**What you need to do**
Reproduce only the records from the line with "Exercise. Mark the cupped" up to and including the line with "[(681, 43)]", putting "gold necklace" wherever "pearl necklace" appears and leaving everything else unchanged.

******************************

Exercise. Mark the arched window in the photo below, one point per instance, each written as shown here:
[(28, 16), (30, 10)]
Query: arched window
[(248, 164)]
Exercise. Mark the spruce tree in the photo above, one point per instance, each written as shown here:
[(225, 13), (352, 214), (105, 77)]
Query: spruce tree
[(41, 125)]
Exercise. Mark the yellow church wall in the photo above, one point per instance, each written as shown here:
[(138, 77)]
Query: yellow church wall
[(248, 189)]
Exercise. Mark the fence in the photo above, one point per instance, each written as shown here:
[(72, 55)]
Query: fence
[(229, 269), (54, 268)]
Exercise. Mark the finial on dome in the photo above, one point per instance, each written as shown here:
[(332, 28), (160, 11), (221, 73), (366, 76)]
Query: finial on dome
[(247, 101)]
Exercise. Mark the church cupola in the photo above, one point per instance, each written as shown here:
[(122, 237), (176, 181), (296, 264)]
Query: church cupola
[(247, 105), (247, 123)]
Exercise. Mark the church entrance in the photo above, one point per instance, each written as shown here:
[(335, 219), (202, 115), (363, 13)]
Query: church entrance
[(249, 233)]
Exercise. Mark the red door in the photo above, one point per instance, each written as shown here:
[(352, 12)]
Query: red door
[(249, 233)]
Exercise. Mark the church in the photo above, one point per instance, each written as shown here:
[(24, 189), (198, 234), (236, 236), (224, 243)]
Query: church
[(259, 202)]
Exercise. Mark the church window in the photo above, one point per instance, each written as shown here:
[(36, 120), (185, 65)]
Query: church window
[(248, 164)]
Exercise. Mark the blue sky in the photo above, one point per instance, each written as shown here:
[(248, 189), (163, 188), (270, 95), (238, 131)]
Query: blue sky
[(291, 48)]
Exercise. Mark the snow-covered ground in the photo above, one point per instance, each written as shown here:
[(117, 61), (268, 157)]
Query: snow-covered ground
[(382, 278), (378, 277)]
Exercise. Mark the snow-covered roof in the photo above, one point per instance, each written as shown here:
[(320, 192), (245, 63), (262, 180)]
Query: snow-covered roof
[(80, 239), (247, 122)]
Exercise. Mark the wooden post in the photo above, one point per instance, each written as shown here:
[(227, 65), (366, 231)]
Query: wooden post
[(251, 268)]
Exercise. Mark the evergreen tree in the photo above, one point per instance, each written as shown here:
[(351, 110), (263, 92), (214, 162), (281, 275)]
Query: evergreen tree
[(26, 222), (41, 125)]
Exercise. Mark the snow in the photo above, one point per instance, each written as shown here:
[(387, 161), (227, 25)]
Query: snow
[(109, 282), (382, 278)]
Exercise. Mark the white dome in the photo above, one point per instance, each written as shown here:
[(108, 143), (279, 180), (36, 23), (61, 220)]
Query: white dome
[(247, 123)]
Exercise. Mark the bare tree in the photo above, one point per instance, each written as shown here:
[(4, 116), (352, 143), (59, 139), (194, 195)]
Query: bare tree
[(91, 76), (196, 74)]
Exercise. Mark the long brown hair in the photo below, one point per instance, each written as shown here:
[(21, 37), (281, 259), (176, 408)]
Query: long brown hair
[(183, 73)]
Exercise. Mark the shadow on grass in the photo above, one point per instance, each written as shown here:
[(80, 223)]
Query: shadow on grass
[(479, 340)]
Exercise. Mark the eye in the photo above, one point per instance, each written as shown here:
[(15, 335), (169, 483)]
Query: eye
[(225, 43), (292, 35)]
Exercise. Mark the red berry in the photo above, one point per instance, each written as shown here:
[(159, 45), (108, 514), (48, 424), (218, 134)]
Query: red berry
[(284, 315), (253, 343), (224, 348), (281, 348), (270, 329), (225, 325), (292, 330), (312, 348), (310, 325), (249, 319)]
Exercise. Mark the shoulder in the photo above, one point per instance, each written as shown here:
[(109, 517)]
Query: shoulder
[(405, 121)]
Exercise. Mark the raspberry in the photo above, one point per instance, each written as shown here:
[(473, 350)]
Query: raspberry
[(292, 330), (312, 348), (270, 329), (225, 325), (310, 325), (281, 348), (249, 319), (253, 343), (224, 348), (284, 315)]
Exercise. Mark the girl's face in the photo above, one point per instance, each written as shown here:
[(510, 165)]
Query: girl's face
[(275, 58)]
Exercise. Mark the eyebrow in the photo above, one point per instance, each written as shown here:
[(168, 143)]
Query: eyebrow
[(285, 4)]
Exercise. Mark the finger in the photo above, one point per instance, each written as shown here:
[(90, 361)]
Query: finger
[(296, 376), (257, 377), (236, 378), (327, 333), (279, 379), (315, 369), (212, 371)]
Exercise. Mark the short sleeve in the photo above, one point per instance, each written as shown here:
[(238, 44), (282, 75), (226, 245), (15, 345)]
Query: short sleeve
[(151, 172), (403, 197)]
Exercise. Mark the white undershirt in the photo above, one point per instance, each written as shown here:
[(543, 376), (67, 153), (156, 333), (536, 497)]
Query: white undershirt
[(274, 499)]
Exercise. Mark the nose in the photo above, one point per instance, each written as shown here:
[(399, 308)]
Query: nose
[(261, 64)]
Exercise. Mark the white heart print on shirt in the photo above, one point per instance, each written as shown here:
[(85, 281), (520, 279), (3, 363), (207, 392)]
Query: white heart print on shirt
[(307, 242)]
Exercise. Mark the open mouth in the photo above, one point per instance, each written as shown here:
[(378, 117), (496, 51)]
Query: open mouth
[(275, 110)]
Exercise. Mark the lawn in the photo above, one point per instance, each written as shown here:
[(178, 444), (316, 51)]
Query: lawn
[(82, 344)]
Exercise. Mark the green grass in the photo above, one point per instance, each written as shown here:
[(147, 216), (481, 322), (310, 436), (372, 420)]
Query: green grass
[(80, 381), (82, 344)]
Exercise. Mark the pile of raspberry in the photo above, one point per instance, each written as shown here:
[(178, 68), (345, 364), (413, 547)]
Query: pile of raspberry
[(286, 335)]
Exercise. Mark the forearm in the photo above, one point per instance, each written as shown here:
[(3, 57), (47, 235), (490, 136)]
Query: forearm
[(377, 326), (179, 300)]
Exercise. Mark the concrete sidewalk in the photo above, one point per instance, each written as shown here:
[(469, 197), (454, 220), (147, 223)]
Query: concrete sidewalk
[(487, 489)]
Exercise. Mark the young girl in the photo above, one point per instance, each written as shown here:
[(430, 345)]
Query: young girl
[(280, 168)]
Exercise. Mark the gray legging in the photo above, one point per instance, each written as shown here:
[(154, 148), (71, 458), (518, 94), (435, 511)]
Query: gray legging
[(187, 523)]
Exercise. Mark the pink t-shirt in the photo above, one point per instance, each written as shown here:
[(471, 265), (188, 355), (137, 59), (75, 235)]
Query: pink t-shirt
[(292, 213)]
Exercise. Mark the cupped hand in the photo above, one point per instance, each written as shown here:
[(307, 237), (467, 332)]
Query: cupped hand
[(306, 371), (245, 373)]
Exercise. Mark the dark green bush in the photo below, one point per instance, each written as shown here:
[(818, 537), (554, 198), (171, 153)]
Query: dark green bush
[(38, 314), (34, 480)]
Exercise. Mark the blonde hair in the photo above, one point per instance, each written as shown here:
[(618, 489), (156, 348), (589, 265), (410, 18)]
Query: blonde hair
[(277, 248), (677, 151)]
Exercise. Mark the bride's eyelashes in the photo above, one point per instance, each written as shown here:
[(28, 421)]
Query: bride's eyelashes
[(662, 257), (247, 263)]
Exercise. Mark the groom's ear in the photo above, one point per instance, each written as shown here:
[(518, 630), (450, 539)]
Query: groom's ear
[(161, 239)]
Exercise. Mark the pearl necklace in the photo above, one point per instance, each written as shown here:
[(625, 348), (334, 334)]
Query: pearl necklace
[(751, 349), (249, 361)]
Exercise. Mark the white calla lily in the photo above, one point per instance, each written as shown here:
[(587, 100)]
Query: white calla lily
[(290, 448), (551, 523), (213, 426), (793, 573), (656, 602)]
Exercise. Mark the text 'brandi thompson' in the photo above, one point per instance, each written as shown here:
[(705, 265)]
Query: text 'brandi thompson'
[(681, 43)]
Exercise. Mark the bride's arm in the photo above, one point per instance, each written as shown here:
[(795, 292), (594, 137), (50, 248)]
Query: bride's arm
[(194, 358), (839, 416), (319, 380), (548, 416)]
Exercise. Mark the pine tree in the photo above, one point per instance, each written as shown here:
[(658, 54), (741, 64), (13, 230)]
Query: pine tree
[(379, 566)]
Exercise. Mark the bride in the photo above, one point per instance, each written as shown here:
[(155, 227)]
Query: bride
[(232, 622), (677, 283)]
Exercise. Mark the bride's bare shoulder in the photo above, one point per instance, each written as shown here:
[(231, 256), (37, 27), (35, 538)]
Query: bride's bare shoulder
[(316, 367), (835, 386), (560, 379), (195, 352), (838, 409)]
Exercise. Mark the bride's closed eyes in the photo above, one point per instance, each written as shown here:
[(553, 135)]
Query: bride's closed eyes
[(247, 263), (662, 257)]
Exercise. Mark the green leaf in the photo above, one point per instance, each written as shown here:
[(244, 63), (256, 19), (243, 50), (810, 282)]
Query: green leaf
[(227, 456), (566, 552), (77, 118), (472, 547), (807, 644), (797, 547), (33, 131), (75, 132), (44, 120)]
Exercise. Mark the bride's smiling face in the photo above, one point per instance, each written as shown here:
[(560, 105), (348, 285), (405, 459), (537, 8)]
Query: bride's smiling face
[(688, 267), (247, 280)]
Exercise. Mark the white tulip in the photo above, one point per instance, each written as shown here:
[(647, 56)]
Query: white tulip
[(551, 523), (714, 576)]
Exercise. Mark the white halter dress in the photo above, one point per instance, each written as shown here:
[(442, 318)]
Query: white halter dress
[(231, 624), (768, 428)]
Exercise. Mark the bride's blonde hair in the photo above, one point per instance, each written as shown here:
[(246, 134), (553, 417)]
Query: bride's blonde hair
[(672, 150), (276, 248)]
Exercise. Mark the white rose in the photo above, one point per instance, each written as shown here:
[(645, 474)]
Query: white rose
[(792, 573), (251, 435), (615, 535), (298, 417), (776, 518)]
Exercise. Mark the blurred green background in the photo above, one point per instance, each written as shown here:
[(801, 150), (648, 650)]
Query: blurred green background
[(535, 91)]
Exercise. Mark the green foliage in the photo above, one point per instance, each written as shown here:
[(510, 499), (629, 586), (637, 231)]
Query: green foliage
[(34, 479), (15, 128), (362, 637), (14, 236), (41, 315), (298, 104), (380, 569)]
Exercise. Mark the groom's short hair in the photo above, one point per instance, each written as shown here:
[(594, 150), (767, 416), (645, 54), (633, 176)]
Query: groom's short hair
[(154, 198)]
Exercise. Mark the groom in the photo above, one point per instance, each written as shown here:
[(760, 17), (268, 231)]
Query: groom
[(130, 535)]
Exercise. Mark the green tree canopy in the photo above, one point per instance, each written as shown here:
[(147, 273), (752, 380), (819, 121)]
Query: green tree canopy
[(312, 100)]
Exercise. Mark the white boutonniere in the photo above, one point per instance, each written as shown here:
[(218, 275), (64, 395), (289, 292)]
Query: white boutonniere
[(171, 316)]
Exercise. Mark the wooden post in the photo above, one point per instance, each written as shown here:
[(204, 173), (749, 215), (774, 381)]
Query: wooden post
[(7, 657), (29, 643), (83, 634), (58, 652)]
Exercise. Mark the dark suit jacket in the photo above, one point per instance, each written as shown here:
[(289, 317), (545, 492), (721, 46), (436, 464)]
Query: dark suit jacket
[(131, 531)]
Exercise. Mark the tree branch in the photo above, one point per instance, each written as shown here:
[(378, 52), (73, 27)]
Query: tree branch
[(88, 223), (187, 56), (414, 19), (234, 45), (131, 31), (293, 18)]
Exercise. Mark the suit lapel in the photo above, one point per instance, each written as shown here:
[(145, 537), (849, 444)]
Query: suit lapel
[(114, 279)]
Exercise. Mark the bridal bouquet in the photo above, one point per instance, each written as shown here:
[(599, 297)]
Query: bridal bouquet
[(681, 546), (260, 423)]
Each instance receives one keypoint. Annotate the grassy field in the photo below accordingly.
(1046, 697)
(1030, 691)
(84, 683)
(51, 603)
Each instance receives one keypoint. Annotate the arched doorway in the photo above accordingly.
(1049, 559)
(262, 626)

******************************

**Exercise result**
Exercise. Mark the cupped hand in the photo above, one point per instance, each written as shown here:
[(307, 237), (467, 332)]
Query: cupped hand
[(306, 371), (245, 373)]
Exercise. Mark the dark green bush in the photo below, one point per instance, each written as shown here:
[(818, 537), (554, 198), (171, 153)]
Query: dark green bush
[(38, 314), (34, 480)]
Exercise. Mark the blonde hair in the photo above, one point per instance, each written as shown here:
[(618, 489), (156, 348), (589, 265), (410, 18)]
Query: blonde hair
[(277, 248), (677, 151)]
Exercise. Mark the bride's eyelashes in the photo above, one point per instance, each written as shown here:
[(28, 421)]
Query: bride's eyelashes
[(662, 257), (247, 263)]
Exercise. Mark the groom's ear in the photo above, one point per instance, each written as shown here:
[(518, 630), (450, 539)]
Query: groom's ear
[(161, 239)]
Exercise. Mark the gold necklace in the photo above, one point per instance, each written as shown here:
[(625, 348), (334, 334)]
Query: gold necklace
[(751, 349), (249, 361)]
Exercise. Mark the white calla lily in the photo above, one point per instance, each written as shown here:
[(587, 100)]
Query: white calla lily
[(290, 448), (551, 523), (213, 426), (793, 573), (656, 602)]
Exercise. Mark the text 'brandi thompson' in the photo above, one point per instance, each written as shown here:
[(705, 265)]
Query: text 'brandi thompson'
[(681, 43)]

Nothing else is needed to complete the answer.